**Exercise requirements:**
(1) Translate this sentence from the notes on LEED patterns into Spanish: "A superlattice frequently has lower symmetry than the basic 2D lattice."
(2) Continue the notes on LEED pattern symmetry from the point where they stop.
Document text section start
General Notes 1002


1)         Domains and symmetry: A superlattice frequently has lower symmetry than the basic 2D lattice. E.g. a (2x1) superlattice on an ideal fcc(100) surface cannot have a 4-fold axis of rotation, even though the fcc(100) does have a 4-fold axis of rotation. However, the 4-fold axis of the basic lattice allows 4-fold rotated "domains" of the (2x1) superlattice to coexist on different parts of the surface. Each such symmetry-equivalent domain contributes a rotated copy of the same diffraction pattern to the overall pattern, and, if these domains have equally large areas, the resulting pattern will again have 4-fold symmetry. The general rule is that symmetry-equivalent domains can together produce a LEED pattern that has the same symmetry as that of the original basic 2D lattice. A consequence of this is: a high-symmetry LEED pattern does NOT imply a lattice (and thus structure) of equally high symmetry. In other words, a high-symmetry LEED pattern is perfectly consistent with a low-symmetry single-domain structure. (Note: the above discussion does not address spot intensities, but spot locations in the pattern; at off-normal beam incidence, the spot intensities will usually show no symmetry, while the spot locations still can form a high-symmetry pattern.)


2)         Lattice geometry vs. atomic structure: LEEDpat does not relate the space group to specific atomic positions (like adatom top, bridge or hollow sites), since atomic positions are not defined in LEEDpat: it is the user's responsibility to make any such connections with specific structural models of a surface. The program SARCH does allow such connections to be made, since it calculates spot intensities for predefined atomic positions. However, it only uses kinematic theory, which is not reliable for proper structure determination. Detailed surface structure determination by LEED must take multiple scattering into account; corresponding computer codes are available at


3)         Compatibility of symmetries between basic 2D lattice and superlattice: For a given space group of the basic 2D lattice, some space groups are not allowed for the superlattice (e.g. a square substrate lattice is incompatible with a hexagonal superlattice). LEEDpat analyses all compatibility constraints and allows the user to only select compatible space groups of the superlattice, namely those indicated above the input box for the superlattice space group. This compatibility requirement corresponds to the substrate "imprinting" its symmetries onto the surface structure in the supercell. The analysis uses the following criteria to test compatibility:

a)         The supercell and (1x1) space groups are compatible if all symmetry elements of the superlattice are contained in the group of the (1x1) lattice, i. e. all rotational axes, mirror planes, and glide planes of the superlattice coincide with those of the (1x1) lattice.
Document text section end
Material supplied section start
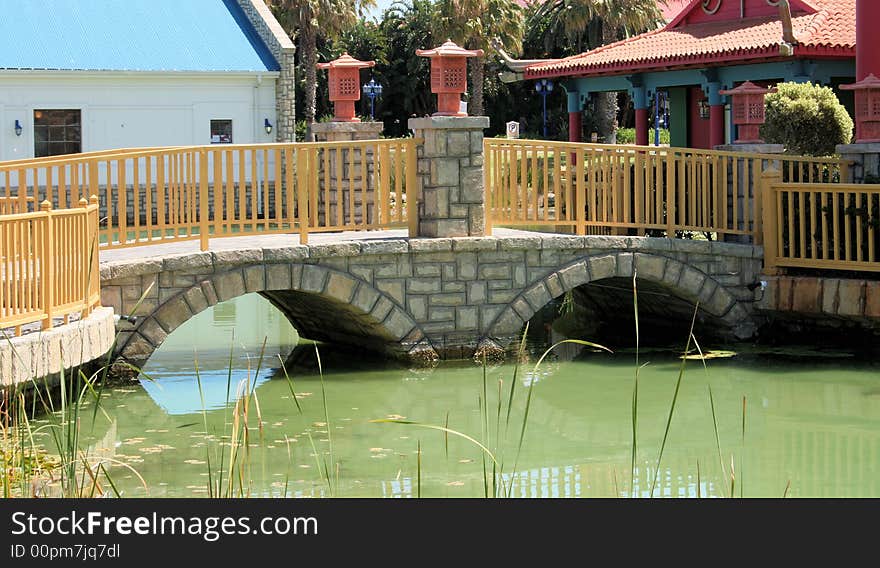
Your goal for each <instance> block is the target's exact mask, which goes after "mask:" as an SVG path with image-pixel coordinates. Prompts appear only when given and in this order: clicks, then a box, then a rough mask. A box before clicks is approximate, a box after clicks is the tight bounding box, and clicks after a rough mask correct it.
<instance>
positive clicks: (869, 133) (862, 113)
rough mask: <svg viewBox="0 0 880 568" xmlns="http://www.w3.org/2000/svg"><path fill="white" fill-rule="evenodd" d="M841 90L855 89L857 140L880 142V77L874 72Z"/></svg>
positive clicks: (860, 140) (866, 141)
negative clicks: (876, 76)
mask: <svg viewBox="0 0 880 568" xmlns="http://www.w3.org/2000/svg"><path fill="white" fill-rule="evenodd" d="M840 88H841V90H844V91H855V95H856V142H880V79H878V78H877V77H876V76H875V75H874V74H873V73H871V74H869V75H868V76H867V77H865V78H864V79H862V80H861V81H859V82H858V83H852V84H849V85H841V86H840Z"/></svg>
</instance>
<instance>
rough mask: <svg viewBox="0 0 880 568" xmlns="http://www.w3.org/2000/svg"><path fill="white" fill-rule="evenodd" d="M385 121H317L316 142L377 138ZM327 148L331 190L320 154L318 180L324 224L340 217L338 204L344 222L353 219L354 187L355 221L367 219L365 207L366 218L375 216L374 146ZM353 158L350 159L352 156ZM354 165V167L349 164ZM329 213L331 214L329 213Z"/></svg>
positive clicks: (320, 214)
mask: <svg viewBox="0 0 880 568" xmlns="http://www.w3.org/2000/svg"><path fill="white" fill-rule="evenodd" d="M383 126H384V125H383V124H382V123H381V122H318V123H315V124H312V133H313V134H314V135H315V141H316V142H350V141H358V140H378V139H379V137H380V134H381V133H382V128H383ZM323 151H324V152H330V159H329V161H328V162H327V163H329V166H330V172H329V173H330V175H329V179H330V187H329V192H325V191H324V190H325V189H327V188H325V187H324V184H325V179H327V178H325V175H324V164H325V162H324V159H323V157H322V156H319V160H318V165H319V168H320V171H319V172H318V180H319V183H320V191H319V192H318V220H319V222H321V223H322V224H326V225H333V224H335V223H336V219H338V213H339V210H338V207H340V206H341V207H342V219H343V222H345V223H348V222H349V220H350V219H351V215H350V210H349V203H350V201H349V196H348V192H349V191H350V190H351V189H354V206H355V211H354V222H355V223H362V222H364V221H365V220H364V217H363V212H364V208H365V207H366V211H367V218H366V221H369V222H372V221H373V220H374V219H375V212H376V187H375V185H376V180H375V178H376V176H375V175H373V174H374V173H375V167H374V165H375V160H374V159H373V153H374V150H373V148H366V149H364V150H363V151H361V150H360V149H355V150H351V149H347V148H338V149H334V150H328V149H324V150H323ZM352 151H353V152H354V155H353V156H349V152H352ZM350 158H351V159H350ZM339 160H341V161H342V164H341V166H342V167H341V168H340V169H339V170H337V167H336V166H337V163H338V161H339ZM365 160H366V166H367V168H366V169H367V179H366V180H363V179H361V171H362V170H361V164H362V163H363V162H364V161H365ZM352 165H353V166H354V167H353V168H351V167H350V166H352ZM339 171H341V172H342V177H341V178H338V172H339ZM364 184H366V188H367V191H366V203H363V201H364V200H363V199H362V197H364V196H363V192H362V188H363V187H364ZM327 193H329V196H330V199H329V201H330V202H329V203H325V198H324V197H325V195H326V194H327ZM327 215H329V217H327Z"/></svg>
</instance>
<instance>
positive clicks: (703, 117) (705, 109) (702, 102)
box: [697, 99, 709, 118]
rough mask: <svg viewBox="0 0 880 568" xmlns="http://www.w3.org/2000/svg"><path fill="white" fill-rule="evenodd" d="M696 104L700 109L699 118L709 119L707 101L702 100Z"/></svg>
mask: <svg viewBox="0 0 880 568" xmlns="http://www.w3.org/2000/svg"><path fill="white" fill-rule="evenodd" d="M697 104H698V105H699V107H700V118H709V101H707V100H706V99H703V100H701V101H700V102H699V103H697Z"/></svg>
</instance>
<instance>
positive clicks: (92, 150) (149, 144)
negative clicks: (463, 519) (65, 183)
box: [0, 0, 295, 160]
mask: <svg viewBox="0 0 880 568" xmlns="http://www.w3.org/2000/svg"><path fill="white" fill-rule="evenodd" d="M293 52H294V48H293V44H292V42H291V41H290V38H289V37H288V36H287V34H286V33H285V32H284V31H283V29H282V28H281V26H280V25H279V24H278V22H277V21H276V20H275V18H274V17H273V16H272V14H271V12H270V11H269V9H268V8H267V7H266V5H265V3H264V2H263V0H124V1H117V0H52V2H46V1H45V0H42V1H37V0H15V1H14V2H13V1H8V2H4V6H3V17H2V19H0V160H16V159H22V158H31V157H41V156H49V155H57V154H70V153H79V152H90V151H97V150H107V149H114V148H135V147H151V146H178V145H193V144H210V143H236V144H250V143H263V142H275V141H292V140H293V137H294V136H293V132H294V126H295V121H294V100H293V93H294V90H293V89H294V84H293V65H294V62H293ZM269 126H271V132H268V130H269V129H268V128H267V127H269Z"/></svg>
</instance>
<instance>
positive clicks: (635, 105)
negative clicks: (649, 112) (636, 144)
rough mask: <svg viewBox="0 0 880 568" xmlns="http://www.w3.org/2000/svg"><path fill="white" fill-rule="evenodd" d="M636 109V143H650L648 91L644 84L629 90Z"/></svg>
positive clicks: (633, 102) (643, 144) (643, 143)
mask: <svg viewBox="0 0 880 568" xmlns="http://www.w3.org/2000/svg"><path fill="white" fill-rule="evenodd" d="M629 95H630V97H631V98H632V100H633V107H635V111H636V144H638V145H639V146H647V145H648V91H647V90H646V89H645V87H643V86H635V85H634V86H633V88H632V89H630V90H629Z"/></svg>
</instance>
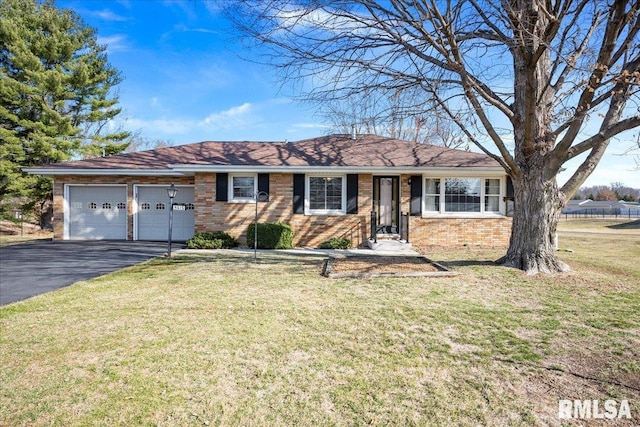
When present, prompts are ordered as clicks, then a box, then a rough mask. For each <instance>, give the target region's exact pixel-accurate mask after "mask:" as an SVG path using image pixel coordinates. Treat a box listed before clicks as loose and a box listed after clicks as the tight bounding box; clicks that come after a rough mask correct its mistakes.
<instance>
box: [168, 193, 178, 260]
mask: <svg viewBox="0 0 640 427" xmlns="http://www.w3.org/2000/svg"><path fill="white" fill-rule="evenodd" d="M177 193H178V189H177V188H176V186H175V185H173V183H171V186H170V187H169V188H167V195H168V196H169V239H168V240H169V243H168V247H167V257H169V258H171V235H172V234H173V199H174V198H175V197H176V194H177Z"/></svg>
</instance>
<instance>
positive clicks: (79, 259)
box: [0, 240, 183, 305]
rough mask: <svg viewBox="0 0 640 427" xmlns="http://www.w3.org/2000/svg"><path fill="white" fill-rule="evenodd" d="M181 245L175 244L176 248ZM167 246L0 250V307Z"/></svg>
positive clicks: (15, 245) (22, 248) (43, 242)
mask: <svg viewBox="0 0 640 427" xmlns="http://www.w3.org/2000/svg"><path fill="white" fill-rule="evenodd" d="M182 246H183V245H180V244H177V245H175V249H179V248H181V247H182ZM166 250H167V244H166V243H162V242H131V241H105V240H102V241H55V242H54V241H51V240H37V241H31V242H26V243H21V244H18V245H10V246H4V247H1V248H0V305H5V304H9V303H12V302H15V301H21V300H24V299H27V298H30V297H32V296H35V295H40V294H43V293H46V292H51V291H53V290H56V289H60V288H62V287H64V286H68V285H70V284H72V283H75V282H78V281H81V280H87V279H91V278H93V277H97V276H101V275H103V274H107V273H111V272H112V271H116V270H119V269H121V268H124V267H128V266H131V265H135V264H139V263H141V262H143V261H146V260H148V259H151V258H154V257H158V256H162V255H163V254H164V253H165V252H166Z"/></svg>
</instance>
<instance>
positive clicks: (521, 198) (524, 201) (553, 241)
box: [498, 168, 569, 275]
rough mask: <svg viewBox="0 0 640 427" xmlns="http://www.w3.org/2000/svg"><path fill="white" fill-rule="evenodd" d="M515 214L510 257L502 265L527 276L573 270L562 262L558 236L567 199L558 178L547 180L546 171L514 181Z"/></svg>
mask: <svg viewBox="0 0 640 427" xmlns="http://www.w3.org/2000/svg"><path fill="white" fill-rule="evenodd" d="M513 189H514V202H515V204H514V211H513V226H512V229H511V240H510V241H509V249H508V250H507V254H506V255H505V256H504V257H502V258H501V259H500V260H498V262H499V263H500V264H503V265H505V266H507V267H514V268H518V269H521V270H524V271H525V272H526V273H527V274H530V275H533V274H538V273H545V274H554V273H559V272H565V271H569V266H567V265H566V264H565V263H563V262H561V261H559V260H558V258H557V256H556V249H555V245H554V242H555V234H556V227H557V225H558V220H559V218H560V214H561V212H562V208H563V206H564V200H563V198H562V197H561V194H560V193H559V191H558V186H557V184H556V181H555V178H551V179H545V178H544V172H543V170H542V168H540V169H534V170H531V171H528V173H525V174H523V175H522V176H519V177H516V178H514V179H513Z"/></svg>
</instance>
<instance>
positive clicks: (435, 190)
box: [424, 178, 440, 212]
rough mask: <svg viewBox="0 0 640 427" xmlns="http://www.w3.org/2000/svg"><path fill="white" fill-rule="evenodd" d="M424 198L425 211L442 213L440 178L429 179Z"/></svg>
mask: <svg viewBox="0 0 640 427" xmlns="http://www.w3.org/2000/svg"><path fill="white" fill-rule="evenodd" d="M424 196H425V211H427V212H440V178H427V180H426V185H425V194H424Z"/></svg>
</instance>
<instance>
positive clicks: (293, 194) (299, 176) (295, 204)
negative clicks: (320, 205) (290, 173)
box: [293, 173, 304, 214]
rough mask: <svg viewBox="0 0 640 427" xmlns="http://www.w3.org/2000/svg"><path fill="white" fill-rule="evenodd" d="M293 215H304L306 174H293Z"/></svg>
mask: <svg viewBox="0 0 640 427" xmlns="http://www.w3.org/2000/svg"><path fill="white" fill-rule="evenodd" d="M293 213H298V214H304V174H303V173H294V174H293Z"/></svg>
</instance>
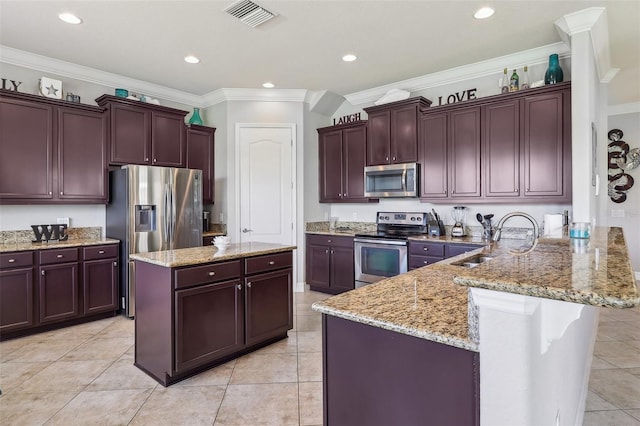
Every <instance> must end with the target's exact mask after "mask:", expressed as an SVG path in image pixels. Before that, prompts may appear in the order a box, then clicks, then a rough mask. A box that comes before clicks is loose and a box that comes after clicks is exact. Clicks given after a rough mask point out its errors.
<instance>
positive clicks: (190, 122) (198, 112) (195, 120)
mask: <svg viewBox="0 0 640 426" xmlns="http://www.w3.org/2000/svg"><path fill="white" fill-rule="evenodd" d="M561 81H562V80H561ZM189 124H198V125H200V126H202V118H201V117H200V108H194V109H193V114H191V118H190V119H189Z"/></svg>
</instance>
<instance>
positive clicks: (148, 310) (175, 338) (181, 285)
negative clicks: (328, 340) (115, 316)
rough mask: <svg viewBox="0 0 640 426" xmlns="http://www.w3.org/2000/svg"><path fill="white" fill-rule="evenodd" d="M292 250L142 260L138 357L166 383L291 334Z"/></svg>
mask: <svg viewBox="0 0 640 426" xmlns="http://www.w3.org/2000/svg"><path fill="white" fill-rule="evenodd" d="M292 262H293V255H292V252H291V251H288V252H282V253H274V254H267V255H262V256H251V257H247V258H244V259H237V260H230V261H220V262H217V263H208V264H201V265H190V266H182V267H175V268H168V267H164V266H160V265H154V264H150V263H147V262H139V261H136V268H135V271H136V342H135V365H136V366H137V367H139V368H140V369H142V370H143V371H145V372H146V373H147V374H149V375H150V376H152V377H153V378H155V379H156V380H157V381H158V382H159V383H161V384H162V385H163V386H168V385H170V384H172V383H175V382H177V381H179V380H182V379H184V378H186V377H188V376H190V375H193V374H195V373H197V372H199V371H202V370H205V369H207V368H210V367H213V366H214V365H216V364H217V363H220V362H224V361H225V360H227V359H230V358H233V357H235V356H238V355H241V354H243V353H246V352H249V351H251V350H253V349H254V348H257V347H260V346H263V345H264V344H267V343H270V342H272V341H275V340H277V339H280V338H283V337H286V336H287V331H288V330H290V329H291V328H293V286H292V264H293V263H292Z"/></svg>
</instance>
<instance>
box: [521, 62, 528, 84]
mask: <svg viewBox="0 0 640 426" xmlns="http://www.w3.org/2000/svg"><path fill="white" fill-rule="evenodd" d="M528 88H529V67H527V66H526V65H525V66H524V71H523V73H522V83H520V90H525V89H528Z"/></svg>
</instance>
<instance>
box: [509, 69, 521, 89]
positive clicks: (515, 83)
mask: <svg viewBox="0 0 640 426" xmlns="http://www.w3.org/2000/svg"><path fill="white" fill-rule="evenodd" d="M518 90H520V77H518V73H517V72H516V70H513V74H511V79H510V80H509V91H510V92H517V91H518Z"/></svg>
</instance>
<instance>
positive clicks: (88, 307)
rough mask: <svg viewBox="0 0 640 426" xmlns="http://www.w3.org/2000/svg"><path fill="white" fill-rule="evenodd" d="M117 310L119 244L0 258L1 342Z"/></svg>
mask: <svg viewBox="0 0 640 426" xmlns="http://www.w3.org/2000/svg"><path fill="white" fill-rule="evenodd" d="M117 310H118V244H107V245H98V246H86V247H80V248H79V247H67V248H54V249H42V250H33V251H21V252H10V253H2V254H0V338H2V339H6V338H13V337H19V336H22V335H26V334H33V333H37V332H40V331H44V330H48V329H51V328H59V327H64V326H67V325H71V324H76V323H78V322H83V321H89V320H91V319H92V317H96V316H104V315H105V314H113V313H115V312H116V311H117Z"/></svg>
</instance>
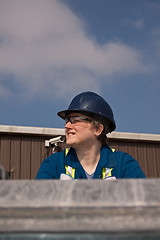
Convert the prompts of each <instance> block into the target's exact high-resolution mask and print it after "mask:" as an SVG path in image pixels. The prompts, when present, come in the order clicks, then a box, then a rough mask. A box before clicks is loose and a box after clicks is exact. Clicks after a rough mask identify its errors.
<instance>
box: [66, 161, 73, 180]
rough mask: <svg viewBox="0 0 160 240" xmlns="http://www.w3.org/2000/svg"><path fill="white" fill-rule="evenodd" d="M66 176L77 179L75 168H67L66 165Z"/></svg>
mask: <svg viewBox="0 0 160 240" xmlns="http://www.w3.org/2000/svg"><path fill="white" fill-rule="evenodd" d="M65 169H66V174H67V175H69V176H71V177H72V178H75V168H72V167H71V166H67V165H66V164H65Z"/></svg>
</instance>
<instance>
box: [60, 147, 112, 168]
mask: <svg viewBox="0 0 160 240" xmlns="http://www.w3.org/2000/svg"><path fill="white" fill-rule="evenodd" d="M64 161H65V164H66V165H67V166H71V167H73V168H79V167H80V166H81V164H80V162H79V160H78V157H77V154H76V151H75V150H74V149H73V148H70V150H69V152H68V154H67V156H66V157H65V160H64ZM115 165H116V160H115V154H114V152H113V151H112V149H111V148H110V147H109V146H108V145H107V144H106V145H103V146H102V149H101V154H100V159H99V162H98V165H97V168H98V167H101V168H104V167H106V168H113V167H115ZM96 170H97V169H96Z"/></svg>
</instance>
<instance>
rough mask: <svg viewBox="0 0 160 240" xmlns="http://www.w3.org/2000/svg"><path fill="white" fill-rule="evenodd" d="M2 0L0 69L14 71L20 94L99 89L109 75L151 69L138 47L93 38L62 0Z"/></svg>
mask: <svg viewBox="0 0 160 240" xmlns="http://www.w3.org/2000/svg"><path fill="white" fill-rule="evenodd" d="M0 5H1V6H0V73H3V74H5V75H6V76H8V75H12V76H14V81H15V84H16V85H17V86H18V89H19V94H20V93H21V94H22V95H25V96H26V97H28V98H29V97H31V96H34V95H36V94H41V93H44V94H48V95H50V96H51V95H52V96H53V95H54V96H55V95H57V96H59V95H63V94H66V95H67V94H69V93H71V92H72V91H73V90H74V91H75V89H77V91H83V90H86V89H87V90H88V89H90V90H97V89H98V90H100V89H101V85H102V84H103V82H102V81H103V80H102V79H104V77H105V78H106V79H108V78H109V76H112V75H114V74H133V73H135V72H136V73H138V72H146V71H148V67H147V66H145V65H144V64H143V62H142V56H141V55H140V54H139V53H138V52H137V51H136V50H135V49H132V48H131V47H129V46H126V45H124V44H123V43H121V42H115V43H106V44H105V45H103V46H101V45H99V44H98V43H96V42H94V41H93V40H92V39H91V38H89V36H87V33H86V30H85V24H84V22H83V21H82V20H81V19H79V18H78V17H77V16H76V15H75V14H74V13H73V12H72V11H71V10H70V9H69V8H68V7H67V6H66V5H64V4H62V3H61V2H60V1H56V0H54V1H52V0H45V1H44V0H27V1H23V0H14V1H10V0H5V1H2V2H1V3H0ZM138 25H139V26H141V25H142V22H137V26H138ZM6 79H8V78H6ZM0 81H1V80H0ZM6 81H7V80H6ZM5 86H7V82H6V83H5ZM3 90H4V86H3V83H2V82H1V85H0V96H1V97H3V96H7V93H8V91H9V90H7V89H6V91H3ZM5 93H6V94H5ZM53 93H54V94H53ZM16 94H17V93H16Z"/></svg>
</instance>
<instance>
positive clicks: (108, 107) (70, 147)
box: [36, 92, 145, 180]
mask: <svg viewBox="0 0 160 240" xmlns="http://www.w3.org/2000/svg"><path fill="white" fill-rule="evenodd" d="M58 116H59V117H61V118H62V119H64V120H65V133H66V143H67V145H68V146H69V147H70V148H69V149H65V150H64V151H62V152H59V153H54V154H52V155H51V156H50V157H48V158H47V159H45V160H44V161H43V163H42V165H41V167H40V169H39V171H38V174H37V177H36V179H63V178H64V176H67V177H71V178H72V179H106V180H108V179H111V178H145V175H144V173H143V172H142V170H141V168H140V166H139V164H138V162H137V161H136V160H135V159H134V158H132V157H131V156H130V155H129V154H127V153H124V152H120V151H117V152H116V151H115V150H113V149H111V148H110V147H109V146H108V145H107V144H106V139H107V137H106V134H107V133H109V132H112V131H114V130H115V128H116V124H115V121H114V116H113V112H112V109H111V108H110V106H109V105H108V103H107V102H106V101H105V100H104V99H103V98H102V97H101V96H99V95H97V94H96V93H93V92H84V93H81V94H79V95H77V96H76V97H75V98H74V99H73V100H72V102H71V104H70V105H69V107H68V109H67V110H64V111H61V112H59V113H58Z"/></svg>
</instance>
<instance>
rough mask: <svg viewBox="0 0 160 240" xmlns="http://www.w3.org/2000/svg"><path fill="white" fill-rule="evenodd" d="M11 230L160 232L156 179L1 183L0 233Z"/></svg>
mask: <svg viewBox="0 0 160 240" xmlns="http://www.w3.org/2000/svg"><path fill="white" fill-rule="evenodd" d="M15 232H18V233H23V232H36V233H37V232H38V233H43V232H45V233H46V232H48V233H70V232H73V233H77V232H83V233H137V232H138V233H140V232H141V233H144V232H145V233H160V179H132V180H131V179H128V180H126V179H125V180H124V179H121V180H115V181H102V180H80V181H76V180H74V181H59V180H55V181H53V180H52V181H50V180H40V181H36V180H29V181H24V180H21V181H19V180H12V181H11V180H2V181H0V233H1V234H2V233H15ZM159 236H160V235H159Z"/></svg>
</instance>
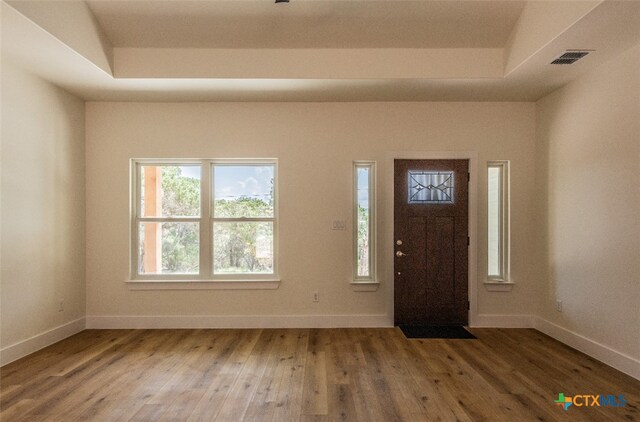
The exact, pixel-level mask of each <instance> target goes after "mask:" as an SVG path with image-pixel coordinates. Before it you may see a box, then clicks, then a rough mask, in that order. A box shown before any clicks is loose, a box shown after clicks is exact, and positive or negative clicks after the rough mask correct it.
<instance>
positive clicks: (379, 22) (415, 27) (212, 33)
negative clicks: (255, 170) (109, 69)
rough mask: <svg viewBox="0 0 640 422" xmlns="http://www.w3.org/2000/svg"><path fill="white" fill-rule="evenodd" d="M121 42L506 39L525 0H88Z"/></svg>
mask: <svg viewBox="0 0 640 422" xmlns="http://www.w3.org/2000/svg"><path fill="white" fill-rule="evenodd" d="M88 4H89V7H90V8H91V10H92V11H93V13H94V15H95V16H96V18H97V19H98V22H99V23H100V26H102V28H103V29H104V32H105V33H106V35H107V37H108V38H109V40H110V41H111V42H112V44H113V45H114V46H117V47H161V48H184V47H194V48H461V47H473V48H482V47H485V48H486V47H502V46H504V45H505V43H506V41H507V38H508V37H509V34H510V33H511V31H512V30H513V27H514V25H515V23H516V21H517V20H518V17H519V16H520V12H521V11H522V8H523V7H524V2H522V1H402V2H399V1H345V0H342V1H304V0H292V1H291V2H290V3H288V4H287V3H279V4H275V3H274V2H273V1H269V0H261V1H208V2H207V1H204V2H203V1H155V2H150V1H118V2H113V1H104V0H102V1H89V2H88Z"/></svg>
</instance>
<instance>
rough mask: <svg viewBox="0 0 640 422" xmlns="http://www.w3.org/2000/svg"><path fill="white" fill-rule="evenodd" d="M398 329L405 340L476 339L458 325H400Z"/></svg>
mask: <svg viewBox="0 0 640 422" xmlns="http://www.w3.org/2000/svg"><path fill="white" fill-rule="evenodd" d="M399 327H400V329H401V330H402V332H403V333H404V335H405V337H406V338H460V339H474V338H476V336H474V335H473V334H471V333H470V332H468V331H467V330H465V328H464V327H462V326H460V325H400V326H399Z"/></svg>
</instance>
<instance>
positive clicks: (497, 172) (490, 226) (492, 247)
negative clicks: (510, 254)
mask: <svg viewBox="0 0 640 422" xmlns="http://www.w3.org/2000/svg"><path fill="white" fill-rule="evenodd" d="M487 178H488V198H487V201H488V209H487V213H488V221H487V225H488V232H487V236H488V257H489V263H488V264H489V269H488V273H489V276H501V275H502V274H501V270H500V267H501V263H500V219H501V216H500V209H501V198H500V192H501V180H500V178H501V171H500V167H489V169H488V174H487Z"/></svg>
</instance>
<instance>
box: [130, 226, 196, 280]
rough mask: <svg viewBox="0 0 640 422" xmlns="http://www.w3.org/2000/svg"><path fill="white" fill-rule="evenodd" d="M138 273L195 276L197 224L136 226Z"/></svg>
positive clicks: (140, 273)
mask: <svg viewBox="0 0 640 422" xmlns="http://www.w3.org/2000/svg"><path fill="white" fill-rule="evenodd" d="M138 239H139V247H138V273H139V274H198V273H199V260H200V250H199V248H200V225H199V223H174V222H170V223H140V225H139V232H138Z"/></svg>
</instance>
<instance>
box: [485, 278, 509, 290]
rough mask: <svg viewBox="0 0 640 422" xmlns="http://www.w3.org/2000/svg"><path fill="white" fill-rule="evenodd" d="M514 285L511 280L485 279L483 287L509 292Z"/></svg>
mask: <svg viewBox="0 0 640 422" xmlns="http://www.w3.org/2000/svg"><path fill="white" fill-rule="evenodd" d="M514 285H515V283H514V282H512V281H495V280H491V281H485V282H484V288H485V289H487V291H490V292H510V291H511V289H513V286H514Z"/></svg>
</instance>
Material supplied section end
**Outputs by task:**
(1) Una superred tiene con frecuencia una simetría más baja que la red 2D básica.

(2)
b)         The 4-fold axes of the (1x1) cell can also act as 2-fold axes, and the 6-fold axis of the (1x1) cell can act as 2- and 3-fold axes of the supercell.

c)         A glide plane of the supercell can coincide with a mirror plane of the (1x1) cell if the repeat length along the glide plane is a multiple 2n (= even number) of the repeat length along the mirror plane. Therefore, on [3] pm a p(1x2) supercell cannot exist as [4] pg whereas a p(2x1) can.

d)         A glide plane of the supercell can coincide with a glide plane of the (1x1) cell if the repeat lengths along the planes are equal or differ by a multiple 2n+1 (= odd number). Therefore, on [4] pg the supercells p(1x1), p(3x1), p(5x1), ... can exist as [4] pg, whereas p(2x1), p(4x1), ... cannot.

For centered rectangular supercells the symmetry compatibility analysis relies on basis vectors of equal length. Bases with vectors of different length can be transformed accordingly by pressing the "Reduce" button.

The user can switch off/on compatibility checking by clicking at the checkbox before "constrained" in the middle left panel (if the box is filled with "v" checking is on, if the box is empty checking is off).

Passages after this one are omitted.